# Data extracts:

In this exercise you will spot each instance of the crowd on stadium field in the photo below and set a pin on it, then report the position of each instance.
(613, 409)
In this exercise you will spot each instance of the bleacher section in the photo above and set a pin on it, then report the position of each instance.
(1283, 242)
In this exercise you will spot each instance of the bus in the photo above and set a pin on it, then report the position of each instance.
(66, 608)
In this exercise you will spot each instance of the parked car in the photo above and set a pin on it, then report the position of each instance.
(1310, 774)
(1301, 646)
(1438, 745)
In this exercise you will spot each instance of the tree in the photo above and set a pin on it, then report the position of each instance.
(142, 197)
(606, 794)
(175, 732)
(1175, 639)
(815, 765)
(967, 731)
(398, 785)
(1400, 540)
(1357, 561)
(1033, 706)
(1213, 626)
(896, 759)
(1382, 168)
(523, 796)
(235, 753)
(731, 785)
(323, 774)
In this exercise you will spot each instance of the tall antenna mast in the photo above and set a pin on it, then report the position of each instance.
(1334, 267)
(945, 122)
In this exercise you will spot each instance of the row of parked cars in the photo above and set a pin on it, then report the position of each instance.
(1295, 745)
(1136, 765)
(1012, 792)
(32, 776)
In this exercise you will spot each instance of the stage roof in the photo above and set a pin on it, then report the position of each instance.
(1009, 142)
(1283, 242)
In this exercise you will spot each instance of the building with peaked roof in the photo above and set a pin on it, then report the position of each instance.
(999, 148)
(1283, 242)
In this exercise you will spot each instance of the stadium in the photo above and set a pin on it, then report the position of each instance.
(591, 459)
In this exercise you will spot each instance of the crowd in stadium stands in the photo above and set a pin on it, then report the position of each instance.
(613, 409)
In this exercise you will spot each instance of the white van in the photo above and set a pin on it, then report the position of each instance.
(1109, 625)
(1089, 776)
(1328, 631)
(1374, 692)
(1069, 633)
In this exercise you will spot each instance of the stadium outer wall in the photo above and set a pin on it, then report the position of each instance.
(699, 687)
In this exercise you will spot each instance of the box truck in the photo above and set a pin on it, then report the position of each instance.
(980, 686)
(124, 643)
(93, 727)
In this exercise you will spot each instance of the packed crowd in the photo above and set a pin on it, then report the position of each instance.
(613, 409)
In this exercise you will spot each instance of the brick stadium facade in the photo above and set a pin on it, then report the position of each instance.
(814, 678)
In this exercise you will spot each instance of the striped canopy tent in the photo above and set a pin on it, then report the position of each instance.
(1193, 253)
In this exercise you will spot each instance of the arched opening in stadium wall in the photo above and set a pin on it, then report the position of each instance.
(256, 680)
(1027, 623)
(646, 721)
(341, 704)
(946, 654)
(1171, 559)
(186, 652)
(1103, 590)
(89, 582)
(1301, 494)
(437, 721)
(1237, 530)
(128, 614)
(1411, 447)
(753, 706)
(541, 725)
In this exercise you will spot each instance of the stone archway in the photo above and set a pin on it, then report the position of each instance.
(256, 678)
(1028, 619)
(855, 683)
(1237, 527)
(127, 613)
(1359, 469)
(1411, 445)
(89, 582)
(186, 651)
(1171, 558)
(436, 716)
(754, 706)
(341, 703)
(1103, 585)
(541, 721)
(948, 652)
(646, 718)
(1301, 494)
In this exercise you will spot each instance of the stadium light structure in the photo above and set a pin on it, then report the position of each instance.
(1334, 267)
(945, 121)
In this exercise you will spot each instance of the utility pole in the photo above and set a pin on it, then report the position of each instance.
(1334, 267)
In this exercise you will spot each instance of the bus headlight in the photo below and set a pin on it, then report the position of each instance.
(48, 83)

# What is expected:
All lines from the one that contains "the stadium light" to the last line above must be given again exactly, with both included and nothing added.

# Exercise result:
In this exercise you will spot each instance of the stadium light structure in the photo above and set a pin on it, then report the position of each instance.
(1334, 267)
(945, 121)
In this exercise you will spot each instance of the utility pole in the photo above and set a pin on it, then report the position of each instance.
(1334, 267)
In this exercise you will spot each instance of the bus headlight in the photo below and set a pin on it, then report the position of each instance.
(48, 83)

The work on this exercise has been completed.